## The data
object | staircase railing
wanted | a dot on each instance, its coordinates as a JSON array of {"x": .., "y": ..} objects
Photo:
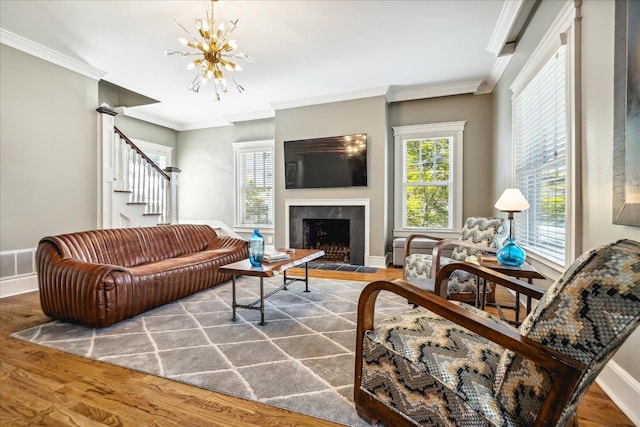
[{"x": 137, "y": 174}]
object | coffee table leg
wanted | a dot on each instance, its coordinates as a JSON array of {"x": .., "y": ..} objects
[
  {"x": 233, "y": 293},
  {"x": 306, "y": 277},
  {"x": 262, "y": 323}
]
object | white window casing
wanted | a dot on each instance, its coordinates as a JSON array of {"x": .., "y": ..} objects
[
  {"x": 552, "y": 70},
  {"x": 254, "y": 192},
  {"x": 451, "y": 131}
]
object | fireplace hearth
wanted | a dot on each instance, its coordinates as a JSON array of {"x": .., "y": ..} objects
[
  {"x": 339, "y": 230},
  {"x": 329, "y": 235}
]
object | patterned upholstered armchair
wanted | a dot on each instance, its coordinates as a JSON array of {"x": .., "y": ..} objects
[
  {"x": 478, "y": 235},
  {"x": 449, "y": 364}
]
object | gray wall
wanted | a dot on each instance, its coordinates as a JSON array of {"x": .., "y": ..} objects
[
  {"x": 476, "y": 110},
  {"x": 597, "y": 132},
  {"x": 340, "y": 118},
  {"x": 48, "y": 157}
]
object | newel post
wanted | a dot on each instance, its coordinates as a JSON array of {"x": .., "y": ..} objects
[
  {"x": 106, "y": 166},
  {"x": 173, "y": 194}
]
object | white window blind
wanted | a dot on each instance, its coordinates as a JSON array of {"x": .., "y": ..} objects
[
  {"x": 254, "y": 175},
  {"x": 540, "y": 138},
  {"x": 428, "y": 183}
]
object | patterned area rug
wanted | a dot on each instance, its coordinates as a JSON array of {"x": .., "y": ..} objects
[{"x": 301, "y": 360}]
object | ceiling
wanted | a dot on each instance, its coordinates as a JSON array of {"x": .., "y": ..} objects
[{"x": 304, "y": 52}]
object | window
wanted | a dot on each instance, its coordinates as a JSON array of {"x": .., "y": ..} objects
[
  {"x": 254, "y": 184},
  {"x": 428, "y": 177},
  {"x": 540, "y": 139},
  {"x": 543, "y": 136}
]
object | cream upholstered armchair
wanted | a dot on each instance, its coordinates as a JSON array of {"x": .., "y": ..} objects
[
  {"x": 448, "y": 364},
  {"x": 478, "y": 235}
]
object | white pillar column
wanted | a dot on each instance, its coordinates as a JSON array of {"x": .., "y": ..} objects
[
  {"x": 106, "y": 168},
  {"x": 173, "y": 194}
]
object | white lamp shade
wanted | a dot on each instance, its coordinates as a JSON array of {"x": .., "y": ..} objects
[{"x": 512, "y": 200}]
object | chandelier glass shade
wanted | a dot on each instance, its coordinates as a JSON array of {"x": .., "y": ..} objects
[{"x": 216, "y": 53}]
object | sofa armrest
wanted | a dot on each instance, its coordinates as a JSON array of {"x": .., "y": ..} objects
[
  {"x": 220, "y": 242},
  {"x": 71, "y": 289}
]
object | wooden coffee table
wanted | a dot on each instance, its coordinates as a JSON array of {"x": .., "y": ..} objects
[{"x": 269, "y": 269}]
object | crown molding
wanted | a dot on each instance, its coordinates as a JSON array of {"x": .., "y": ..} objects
[
  {"x": 18, "y": 42},
  {"x": 327, "y": 99},
  {"x": 408, "y": 93},
  {"x": 244, "y": 116},
  {"x": 496, "y": 72},
  {"x": 131, "y": 112},
  {"x": 508, "y": 16}
]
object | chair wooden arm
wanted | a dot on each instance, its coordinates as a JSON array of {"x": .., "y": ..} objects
[
  {"x": 437, "y": 251},
  {"x": 567, "y": 370},
  {"x": 524, "y": 288},
  {"x": 407, "y": 243}
]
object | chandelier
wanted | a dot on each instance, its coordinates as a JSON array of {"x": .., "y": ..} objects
[{"x": 216, "y": 54}]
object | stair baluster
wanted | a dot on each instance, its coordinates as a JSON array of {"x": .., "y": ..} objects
[{"x": 140, "y": 176}]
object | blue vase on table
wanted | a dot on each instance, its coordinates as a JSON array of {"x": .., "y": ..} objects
[
  {"x": 256, "y": 248},
  {"x": 511, "y": 254}
]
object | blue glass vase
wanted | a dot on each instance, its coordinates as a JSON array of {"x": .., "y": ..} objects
[
  {"x": 511, "y": 254},
  {"x": 256, "y": 248}
]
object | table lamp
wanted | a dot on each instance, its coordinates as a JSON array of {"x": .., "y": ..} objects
[{"x": 511, "y": 201}]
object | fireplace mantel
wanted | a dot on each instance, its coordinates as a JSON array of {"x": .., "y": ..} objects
[{"x": 331, "y": 202}]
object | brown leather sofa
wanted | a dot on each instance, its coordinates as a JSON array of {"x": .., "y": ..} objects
[{"x": 99, "y": 277}]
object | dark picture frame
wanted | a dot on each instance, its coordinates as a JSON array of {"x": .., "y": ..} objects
[
  {"x": 291, "y": 171},
  {"x": 626, "y": 120}
]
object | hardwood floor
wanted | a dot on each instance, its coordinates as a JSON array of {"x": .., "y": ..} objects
[{"x": 41, "y": 386}]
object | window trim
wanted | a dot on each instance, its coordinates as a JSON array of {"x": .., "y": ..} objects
[
  {"x": 249, "y": 147},
  {"x": 565, "y": 30},
  {"x": 430, "y": 130}
]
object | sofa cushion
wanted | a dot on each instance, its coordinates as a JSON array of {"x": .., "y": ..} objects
[{"x": 128, "y": 247}]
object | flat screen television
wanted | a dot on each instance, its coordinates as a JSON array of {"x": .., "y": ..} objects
[{"x": 337, "y": 161}]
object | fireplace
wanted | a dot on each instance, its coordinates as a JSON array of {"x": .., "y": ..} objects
[
  {"x": 329, "y": 235},
  {"x": 338, "y": 230}
]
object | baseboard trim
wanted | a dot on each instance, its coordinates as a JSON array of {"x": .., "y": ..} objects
[
  {"x": 622, "y": 388},
  {"x": 18, "y": 285}
]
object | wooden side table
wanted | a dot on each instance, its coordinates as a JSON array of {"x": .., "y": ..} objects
[{"x": 524, "y": 271}]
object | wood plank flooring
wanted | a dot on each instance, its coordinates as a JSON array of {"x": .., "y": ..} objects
[{"x": 41, "y": 386}]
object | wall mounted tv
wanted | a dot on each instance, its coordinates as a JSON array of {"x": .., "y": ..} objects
[{"x": 337, "y": 161}]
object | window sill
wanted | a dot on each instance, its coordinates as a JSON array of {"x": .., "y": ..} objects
[
  {"x": 250, "y": 228},
  {"x": 548, "y": 269}
]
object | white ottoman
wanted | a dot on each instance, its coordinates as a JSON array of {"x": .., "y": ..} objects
[{"x": 418, "y": 246}]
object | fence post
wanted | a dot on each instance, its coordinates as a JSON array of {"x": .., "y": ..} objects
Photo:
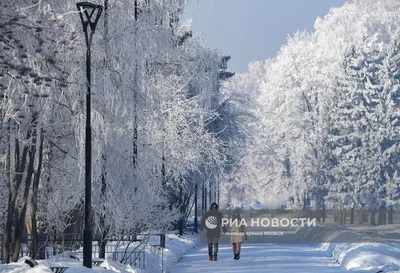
[{"x": 162, "y": 240}]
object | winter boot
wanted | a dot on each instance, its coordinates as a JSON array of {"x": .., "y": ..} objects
[
  {"x": 215, "y": 251},
  {"x": 210, "y": 252}
]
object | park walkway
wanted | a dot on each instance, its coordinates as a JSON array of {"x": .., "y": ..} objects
[{"x": 260, "y": 258}]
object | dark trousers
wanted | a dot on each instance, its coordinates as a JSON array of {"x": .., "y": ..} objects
[{"x": 211, "y": 242}]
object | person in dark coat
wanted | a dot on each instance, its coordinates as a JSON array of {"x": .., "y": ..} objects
[
  {"x": 212, "y": 222},
  {"x": 238, "y": 234}
]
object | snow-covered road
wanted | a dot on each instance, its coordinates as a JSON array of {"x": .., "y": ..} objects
[{"x": 257, "y": 258}]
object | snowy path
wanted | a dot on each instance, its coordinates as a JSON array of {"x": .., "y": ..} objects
[{"x": 257, "y": 258}]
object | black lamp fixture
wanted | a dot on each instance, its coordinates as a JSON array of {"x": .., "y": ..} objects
[{"x": 90, "y": 15}]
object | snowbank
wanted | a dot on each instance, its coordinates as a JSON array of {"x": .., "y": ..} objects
[
  {"x": 156, "y": 259},
  {"x": 362, "y": 256}
]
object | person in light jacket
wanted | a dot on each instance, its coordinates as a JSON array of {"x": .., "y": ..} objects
[
  {"x": 212, "y": 222},
  {"x": 238, "y": 234}
]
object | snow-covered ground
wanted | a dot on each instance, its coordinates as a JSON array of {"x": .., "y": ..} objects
[
  {"x": 182, "y": 256},
  {"x": 282, "y": 258},
  {"x": 156, "y": 259}
]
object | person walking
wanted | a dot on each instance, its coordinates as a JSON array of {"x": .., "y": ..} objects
[
  {"x": 212, "y": 221},
  {"x": 238, "y": 234}
]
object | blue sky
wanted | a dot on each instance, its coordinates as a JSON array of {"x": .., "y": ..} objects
[{"x": 253, "y": 29}]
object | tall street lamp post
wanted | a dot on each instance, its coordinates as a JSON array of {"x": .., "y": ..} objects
[{"x": 90, "y": 15}]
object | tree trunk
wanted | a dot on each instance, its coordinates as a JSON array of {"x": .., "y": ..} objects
[
  {"x": 6, "y": 242},
  {"x": 352, "y": 215},
  {"x": 365, "y": 216},
  {"x": 390, "y": 215},
  {"x": 21, "y": 221},
  {"x": 360, "y": 216},
  {"x": 344, "y": 217},
  {"x": 373, "y": 222},
  {"x": 20, "y": 163},
  {"x": 35, "y": 192},
  {"x": 20, "y": 224}
]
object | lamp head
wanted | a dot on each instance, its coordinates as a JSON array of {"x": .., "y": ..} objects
[{"x": 90, "y": 14}]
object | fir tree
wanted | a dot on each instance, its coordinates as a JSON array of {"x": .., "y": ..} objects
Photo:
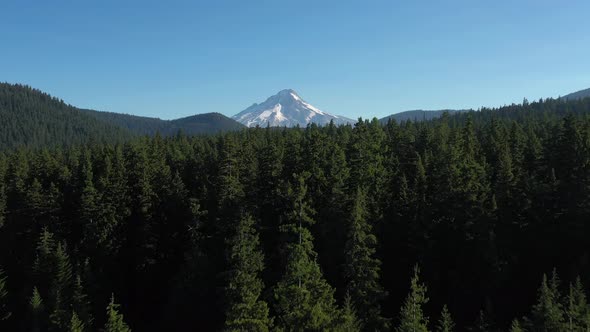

## What is asked
Please recast everything from the line containing "object | blue sky" down to the end of the lines as a JSON list of strings, one string per line and no blank lines. Leave the pictures out of your answer.

## Reply
[
  "object | blue sky",
  "wanted | a dot on each instance, its coordinates as a JSON array of {\"x\": .., \"y\": ..} objects",
  "[{\"x\": 253, \"y\": 29}]",
  "object | tall street lamp post",
  "wanted | a dot on each instance, its coordinates as a JSON array of {\"x\": .., \"y\": ..} objects",
  "[{\"x\": 90, \"y\": 15}]",
  "object | tree trunk",
  "wanted | a dot on each instance, its coordinates as a JSON array of {\"x\": .., \"y\": ..} objects",
  "[",
  "  {\"x\": 6, \"y\": 242},",
  "  {\"x\": 352, \"y\": 215},",
  "  {\"x\": 365, \"y\": 216},",
  "  {\"x\": 390, \"y\": 215},",
  "  {\"x\": 21, \"y\": 221},",
  "  {\"x\": 360, \"y\": 216},",
  "  {\"x\": 344, \"y\": 217},",
  "  {\"x\": 373, \"y\": 222},",
  "  {\"x\": 20, \"y\": 163},",
  "  {\"x\": 35, \"y\": 192},",
  "  {\"x\": 20, \"y\": 224}",
  "]",
  "object | lamp head",
  "wanted | a dot on each instance, its coordinates as a JSON array of {\"x\": .., \"y\": ..} objects",
  "[{\"x\": 90, \"y\": 14}]",
  "object | fir tree",
  "wanted | a dot on each instance, its coordinates as a JSON array of {\"x\": .., \"y\": ..} objects",
  "Photo:"
]